Stored data entries
————————

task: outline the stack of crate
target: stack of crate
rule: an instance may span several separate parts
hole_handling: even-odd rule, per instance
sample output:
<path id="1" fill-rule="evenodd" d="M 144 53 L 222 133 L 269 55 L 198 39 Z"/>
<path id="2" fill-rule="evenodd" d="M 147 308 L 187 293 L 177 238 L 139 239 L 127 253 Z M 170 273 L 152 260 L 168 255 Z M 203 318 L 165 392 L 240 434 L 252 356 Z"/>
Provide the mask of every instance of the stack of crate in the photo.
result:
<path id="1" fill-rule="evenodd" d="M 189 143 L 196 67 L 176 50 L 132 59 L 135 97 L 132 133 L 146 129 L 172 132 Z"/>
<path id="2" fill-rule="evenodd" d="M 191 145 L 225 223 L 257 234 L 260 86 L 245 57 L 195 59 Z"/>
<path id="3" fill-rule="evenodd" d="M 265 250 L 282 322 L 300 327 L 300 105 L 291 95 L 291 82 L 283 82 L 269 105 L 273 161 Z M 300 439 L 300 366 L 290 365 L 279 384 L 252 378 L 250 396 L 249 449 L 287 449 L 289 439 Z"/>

————————

### Exercise:
Read the entries and select each line where the word "instance" is found.

### Written reply:
rule: an instance may span several separate parts
hole_handling: even-odd rule, per instance
Provide the mask of every instance of the stack of crate in the photo.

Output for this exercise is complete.